[Records drawn from a dataset]
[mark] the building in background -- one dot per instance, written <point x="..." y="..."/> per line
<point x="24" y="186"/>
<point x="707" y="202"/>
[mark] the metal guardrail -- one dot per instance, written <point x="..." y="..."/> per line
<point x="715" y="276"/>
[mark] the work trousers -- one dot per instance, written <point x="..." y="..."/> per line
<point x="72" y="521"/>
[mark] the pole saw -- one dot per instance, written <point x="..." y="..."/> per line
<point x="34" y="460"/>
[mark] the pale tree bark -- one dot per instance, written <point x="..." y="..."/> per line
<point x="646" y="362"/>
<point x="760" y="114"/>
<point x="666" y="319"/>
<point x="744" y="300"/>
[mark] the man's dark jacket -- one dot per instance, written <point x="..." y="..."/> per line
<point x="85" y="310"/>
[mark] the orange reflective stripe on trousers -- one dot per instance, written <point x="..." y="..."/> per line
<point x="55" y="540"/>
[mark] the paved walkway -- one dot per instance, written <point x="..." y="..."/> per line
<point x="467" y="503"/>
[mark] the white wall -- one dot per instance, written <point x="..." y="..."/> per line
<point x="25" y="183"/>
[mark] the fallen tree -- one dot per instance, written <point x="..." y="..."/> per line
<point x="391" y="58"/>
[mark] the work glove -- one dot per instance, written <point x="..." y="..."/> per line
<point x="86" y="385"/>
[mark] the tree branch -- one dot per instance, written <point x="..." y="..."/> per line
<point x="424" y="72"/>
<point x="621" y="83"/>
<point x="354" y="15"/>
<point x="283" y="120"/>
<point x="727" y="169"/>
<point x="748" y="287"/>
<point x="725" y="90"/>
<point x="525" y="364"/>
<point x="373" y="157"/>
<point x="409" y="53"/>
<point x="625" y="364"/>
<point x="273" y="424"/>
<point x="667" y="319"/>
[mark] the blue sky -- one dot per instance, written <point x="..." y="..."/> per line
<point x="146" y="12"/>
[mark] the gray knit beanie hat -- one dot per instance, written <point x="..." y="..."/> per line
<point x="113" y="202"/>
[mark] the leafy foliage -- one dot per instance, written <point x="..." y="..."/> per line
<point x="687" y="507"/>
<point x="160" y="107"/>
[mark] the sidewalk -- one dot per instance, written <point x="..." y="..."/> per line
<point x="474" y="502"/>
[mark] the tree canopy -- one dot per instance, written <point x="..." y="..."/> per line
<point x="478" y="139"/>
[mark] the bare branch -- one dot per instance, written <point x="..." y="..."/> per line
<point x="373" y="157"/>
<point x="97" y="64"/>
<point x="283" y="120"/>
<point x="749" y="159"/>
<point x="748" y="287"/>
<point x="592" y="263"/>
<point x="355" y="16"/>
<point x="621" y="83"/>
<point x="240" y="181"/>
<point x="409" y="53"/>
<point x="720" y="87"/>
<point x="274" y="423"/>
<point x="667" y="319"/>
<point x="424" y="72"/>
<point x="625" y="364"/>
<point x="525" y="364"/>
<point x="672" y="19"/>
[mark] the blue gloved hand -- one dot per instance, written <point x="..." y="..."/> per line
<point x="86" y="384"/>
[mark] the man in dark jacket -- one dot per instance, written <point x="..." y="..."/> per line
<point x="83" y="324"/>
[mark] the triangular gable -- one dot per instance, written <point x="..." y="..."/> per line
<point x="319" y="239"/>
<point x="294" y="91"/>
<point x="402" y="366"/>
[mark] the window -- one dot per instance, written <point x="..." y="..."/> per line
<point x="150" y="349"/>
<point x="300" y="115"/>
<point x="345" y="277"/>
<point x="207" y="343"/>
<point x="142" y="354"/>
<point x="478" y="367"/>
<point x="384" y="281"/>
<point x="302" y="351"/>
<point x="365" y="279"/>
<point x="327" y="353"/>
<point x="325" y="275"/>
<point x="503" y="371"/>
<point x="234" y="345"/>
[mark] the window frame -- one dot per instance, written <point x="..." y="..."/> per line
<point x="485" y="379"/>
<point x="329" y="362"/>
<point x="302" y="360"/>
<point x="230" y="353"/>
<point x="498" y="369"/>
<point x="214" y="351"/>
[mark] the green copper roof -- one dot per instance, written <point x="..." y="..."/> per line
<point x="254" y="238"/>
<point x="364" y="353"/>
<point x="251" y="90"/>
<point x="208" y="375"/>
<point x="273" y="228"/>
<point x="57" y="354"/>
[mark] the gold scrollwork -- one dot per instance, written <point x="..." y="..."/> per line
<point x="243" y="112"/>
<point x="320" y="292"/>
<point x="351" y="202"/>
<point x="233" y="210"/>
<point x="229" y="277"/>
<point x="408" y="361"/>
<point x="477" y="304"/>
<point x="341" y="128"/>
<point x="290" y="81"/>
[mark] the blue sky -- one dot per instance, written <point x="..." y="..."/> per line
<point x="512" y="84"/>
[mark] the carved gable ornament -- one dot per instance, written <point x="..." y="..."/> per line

* WHAT THE EXERCISE ASKS: Copy out every line of the data above, exactly as given.

* RESULT OF THIS EXERCISE:
[mark] the building in background -- one dot per instance, written <point x="..." y="..."/> per line
<point x="24" y="186"/>
<point x="707" y="202"/>
[mark] the metal guardrail -- one dot per instance, written <point x="..." y="..."/> per line
<point x="715" y="276"/>
[mark] the work trousers -- one dot per instance, written <point x="..." y="..."/> per line
<point x="72" y="521"/>
[mark] the pole saw -- one dot per instance, written <point x="..." y="..."/> per line
<point x="34" y="460"/>
[mark] the pale tree bark -- one dot per instance, written <point x="..." y="..."/> per line
<point x="646" y="362"/>
<point x="760" y="114"/>
<point x="666" y="319"/>
<point x="744" y="300"/>
[mark] the man's dark jacket -- one dot per instance, written <point x="..." y="..."/> per line
<point x="85" y="310"/>
[mark] the orange reflective stripe on trousers -- one dot per instance, written <point x="..." y="..."/> per line
<point x="55" y="540"/>
[mark] the paved walkway -- one dot per instance, written <point x="..." y="..."/> per line
<point x="467" y="503"/>
[mark] the white wall -- one dot per instance, written <point x="..." y="..."/> per line
<point x="25" y="183"/>
[mark] the fallen tree -- one dot per instance, written <point x="..." y="..."/> per line
<point x="391" y="58"/>
[mark] the work glove -- one dot per instance, written <point x="..." y="..."/> per line
<point x="86" y="385"/>
[mark] the tree branch -- one dot per instance, written <point x="..." y="..."/> per line
<point x="424" y="72"/>
<point x="621" y="83"/>
<point x="354" y="15"/>
<point x="283" y="120"/>
<point x="727" y="169"/>
<point x="748" y="287"/>
<point x="725" y="90"/>
<point x="525" y="364"/>
<point x="373" y="157"/>
<point x="409" y="53"/>
<point x="625" y="364"/>
<point x="273" y="424"/>
<point x="667" y="319"/>
[mark] the blue sky -- one dot per instance, written <point x="..." y="..."/> per line
<point x="146" y="12"/>
[mark] the gray knit beanie hat -- one dot per instance, written <point x="..." y="..."/> per line
<point x="113" y="202"/>
[mark] the leafy foliage -- one dot per instance, written <point x="..." y="..."/> per line
<point x="687" y="507"/>
<point x="160" y="107"/>
[mark] the sidewalk -- one dot per instance, written <point x="..." y="..."/> per line
<point x="474" y="502"/>
[mark] the tree canopy -- one dot per instance, written <point x="..." y="..."/> per line
<point x="478" y="139"/>
[mark] the bare branch -- one dot per instance, written <point x="..." y="..."/> per line
<point x="373" y="157"/>
<point x="97" y="64"/>
<point x="283" y="120"/>
<point x="749" y="159"/>
<point x="748" y="287"/>
<point x="592" y="263"/>
<point x="355" y="16"/>
<point x="621" y="83"/>
<point x="240" y="181"/>
<point x="409" y="53"/>
<point x="720" y="87"/>
<point x="274" y="423"/>
<point x="667" y="319"/>
<point x="424" y="72"/>
<point x="625" y="364"/>
<point x="525" y="364"/>
<point x="672" y="19"/>
[mark] the blue gloved hand -- one dot per instance, written <point x="..." y="..."/> per line
<point x="86" y="384"/>
[mark] the man in dark jacket -- one dot per instance, written <point x="..." y="..."/> per line
<point x="83" y="324"/>
[mark] the triangular gable -- one dot per instance, written <point x="..." y="..."/> per line
<point x="319" y="239"/>
<point x="294" y="91"/>
<point x="402" y="366"/>
[mark] the window -- one dot per instance, written <point x="..." y="..."/> per line
<point x="150" y="349"/>
<point x="300" y="115"/>
<point x="345" y="277"/>
<point x="207" y="343"/>
<point x="142" y="354"/>
<point x="478" y="367"/>
<point x="384" y="281"/>
<point x="302" y="351"/>
<point x="365" y="279"/>
<point x="327" y="353"/>
<point x="325" y="275"/>
<point x="503" y="371"/>
<point x="234" y="345"/>
[mark] the window frame -- one dot per instance, written <point x="..." y="..."/> per line
<point x="485" y="379"/>
<point x="329" y="362"/>
<point x="302" y="360"/>
<point x="230" y="353"/>
<point x="498" y="369"/>
<point x="214" y="351"/>
[mark] the green copper roof -- one dot per instance, written <point x="..." y="..."/> per line
<point x="254" y="238"/>
<point x="364" y="353"/>
<point x="251" y="90"/>
<point x="208" y="375"/>
<point x="273" y="228"/>
<point x="57" y="354"/>
[mark] the gold scrollwork -- one dot per instance, written <point x="..." y="..."/> per line
<point x="243" y="112"/>
<point x="320" y="292"/>
<point x="351" y="202"/>
<point x="233" y="210"/>
<point x="229" y="277"/>
<point x="408" y="361"/>
<point x="477" y="304"/>
<point x="341" y="128"/>
<point x="290" y="81"/>
[mark] the blue sky -- one dot per instance, written <point x="..." y="..."/> per line
<point x="512" y="84"/>
[mark] the carved gable ornament -- one dot per instance, written <point x="..." y="..."/> per line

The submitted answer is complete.